### Page
★ ★ ★ ★ ★ ★ ★

So now that we have the final texture we’ll use, it’s time to figure out how to animate it using code. Let’s examine what we’ll need to do:

1. Need to figure out how many frames we have (nothing to figure out, we know from the image we created)
2. Figure out the width of a single frame. Easy. Frame Width = Total Width of strip / number of frames.
3. We need to render frame 1, then wait for sometime, then render frame 2, wait for sometime, etc until we reach the end of the frames. We can then loop back again to frame #1.

I happen to have a class that I wrote that specifically does what we listed just now. I call it: AnimatedTexture. Here’s the code:

 

   1: class AnimatedTexture

   2: {

   3:     private Texture2D aniTex;

   4:     private int CurrentFrame = 0;

   5:     private int numberOfFrames = 0;

   6:     private int msBetweenFrames = 0;

   7:

   8:     private Rectangle rect;

   9:

  10:     private int width = 0;

  11:     private int height = 0;

  12:

  13:     float timer = 0;

  14:

  15:     public AnimatedTexture(Texture2D texture, int numFrames, int msBetweenFrames)

  16:     {

  17:         this.aniTex = texture;

  18:         this.numberOfFrames = numFrames;

  19:         this.msBetweenFrames = msBetweenFrames;

  20:

  21:         this.width = texture.Width / numberOfFrames;

  22:         this.height = texture.Height;

  23:

  24:         // Init rectangle

  25:         rect.X = 0;

  26:         rect.Y = 0;

  27:         rect.Width = width;

  28:         rect.Height = height;

  29:     }

  30:

  31:     public void Update(GameTime gametime)

  32:     {

  33:         timer += gametime.ElapsedGameTime.Milliseconds;

  34:

  35:         if (timer >= msBetweenFrames)

  36:         {

  37:             timer = 0;

  38:

  39:             if (CurrentFrame++ == numberOfFrames - 1)

  40:                 CurrentFrame = 0;

  41:

  42:             rect.X = CurrentFrame * width;

  43:             rect.Y = 0;

  44:         }

  45:     }

  46:

  47:     public void Render(SpriteBatch sb, Vector2 position, Color color)

  48:     {

  49:         sb.Draw(aniTex, position, rect, color, 0, Vector2.Zero, 2.0f, SpriteEffects.None, 0);

  50:     }

  51:

  52: }

Let’s have a closer look at the code:

Lines 3-13: Local variables that we will use

Line 15: This is the constructor of the class. It takes the following arguments:

• Texture2D texture: This is the strip we prepared. Load it up using the Content pipeline and pass it here.
• int numFrames: This is the number of frames in the strip. User provided.
• int msBetweenFrames: This is how many milliseconds should we wait between frames. The lower, the faster the animation.

Lines 21,22: Here we calculate the width and height of a single frame. Simple.

Lines 25-28: We initialize a rectangle to contain the first frame in the strip. We will use this in the rendering.

Lines 31-44: This is the Update method for the class. This method calculates the values in our Rectangle to move it to contain the next frame when it’s time. Time is calculated via the GameTime object so that we can tell when to move on to the next frame. We wait for a total number of msBetweenFrames milliseconds before moving on to the next frame. Simple math.

★ ★ ★ ★ ★ ★ ★

### Provided data
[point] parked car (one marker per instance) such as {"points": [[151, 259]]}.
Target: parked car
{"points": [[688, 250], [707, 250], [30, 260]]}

★ ★ ★ ★ ★ ★ ★

### Problems and tasks
**1.** List the arguments that the animated texture tutorial says the AnimatedTexture constructor takes.
**2.** In the animated texture tutorial, how is the width of a single frame calculated?
**3.** Extend the animated texture tutorial from its last sentence.
The material is separate from the animated texture tutorial.

### Answers for the exercise
**1.**
Texture2D texture
int numFrames
int msBetweenFrames

**2.** The total width of the strip is divided by the number of frames.

**3.**
Lines 47-50: This is the Render method. Here we use a SpriteBatch object the user passes in along with a position and color to draw the current Rectangle from the texture. SpriteBatch has an overload that lets you specify a region in the texture to draw rather than the entire thing. This is why we’ve been calculating a rectangle for each frame in the Update method. We only draw the content of this rectangle each time.

Using the code in your game

Using the AnimatedTexture class we just created in our game is very easy.

Create a member variable in your Game1.cs file, in the Game1 class:

AnimatedTexture aniTex;

Load a texture in it in the LoadContentMethod:

 

   1: protected override void LoadContent()

   2: {

   3:     spriteBatch = new SpriteBatch(GraphicsDevice);

   4:     aniTex = new AnimatedTexture(Content.Load<Texture2D>("doing_magic"), 3, 80);

   5: }

I used 80 ms as the in-between frames delay. It seemed to look fine.

Make sure to call the Update method for the AnimatedTexture in the Update method:

 

   1: protected override void Update(GameTime gameTime)

   2: {

   3:     // Allows the game to exit

   4:     if (GamePad.GetState(PlayerIndex.One).Buttons.Back == ButtonState.Pressed)

   5:         this.Exit();

   6:

   7:     aniTex.Update(gameTime);

   8:

   9:     base.Update(gameTime);

  10: }

Finally, call the Render method in the Draw method:

 

   1: protected override void Draw(GameTime gameTime)

   2: {

   3:     graphics.GraphicsDevice.Clear(Color.CornflowerBlue);

   4:

   5:     spriteBatch.Begin();

   6:     aniTex.Render(spriteBatch, Vector2.Zero, Color.White);

   7:     spriteBatch.End();

   8:

   9:     base.Draw(gameTime);

  10: }

There you go! It’s done :) Hit F5 and you should see a cool animation running. You can move it around by adding movement code just like you would for a normal texture. Just change the position argument in the Render method for AnimatedTexture.

Have fun!

The subject of today’s topic is one that is quite interesting to me and something you will probably spend sometime playing around with. I want to talk about Textures, specifically Texture2D class in the framework. If we’re going to talk about Textures, then we will have to talk about SpriteBatch as well since that’s the class we use to draw textures on the screen.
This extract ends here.